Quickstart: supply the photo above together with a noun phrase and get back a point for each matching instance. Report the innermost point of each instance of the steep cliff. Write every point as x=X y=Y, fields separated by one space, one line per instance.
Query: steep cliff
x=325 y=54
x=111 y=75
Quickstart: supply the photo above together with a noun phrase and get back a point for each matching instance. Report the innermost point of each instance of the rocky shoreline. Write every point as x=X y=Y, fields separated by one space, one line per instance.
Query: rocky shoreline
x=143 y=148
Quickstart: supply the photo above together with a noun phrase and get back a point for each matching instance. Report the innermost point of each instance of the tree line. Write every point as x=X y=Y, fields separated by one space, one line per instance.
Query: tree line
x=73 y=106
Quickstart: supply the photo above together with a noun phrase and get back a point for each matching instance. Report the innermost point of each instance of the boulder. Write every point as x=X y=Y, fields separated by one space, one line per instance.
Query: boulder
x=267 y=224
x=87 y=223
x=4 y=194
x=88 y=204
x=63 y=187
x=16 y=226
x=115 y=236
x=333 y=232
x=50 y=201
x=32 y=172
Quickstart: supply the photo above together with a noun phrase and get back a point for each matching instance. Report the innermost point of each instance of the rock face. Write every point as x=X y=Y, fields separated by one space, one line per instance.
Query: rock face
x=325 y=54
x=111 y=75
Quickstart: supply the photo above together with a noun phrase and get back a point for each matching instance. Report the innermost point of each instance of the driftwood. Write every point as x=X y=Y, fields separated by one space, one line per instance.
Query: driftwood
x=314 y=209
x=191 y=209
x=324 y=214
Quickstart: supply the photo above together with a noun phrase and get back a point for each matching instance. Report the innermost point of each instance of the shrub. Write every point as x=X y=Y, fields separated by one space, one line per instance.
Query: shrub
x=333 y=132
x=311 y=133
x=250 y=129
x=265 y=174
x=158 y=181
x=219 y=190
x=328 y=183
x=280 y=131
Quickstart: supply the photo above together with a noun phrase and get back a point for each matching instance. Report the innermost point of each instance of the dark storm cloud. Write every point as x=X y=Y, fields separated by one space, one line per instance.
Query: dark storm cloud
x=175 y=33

---

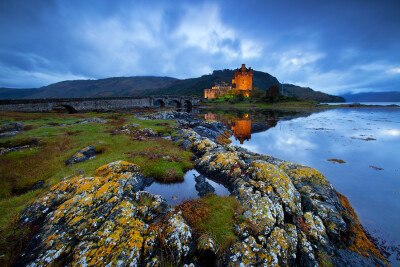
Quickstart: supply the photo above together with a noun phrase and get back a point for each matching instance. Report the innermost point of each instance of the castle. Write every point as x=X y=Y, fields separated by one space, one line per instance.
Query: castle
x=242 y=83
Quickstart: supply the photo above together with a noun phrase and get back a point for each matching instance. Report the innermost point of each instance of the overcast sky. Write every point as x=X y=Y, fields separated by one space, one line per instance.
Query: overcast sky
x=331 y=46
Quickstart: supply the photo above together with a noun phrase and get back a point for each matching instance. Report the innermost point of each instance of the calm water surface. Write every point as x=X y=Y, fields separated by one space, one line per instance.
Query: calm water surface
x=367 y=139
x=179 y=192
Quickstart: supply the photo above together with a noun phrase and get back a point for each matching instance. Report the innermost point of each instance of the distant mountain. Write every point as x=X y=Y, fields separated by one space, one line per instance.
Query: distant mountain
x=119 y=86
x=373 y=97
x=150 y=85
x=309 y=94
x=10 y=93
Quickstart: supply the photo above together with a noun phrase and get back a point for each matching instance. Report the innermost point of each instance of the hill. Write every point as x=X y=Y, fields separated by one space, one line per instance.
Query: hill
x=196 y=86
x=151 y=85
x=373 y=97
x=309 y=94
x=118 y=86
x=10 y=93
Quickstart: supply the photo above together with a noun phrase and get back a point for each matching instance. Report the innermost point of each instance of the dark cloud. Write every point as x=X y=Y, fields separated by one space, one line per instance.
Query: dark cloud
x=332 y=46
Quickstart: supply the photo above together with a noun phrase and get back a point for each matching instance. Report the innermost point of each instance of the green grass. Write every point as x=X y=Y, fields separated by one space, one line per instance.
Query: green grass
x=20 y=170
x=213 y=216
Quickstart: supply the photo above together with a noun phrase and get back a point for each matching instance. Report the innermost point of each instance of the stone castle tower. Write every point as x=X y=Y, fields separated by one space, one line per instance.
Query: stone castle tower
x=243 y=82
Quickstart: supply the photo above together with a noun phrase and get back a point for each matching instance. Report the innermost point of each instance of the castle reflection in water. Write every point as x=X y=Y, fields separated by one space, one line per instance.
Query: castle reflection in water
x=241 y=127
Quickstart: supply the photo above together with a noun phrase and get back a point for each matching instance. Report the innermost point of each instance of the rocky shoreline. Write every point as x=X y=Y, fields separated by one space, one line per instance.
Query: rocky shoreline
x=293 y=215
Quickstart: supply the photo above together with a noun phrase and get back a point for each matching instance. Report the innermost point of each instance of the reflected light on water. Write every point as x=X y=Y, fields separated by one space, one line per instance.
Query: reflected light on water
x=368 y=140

...

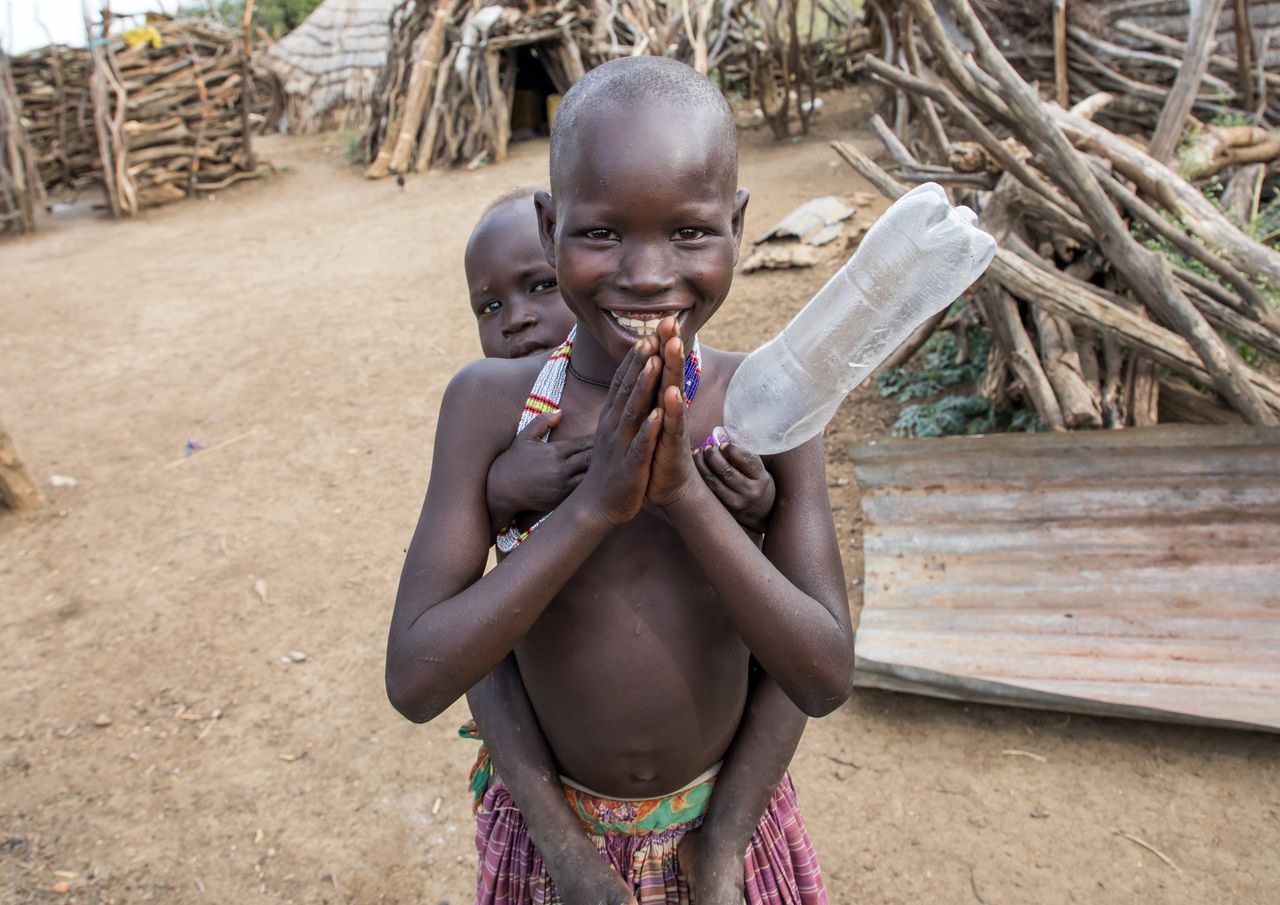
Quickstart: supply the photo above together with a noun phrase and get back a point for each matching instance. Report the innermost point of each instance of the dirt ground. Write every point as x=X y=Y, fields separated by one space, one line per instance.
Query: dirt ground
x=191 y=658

> **WRITTEN EXERCISE**:
Copy out, unchanged, the part of the items that starts with the line containing "of the stone" and ends with the line containing "x=241 y=127", including both of those lines.

> **PROBLEM SOLUTION**:
Quickstart: supply the photo above together with a noun phrase and get back a point for each matching instance. Report the innermost point of each instance of the stone castle tower. Write every point as x=X y=Y, fields separated by one space, one line per instance.
Query: stone castle tower
x=243 y=82
Quickstart: supply the photo above together with a noun phrase and get back a point for each matching instance. Report the innermost point of each instance of the castle reflection in water. Write every point as x=X y=Y, fields separated by one space, one line per instance.
Query: castle reflection in water
x=241 y=127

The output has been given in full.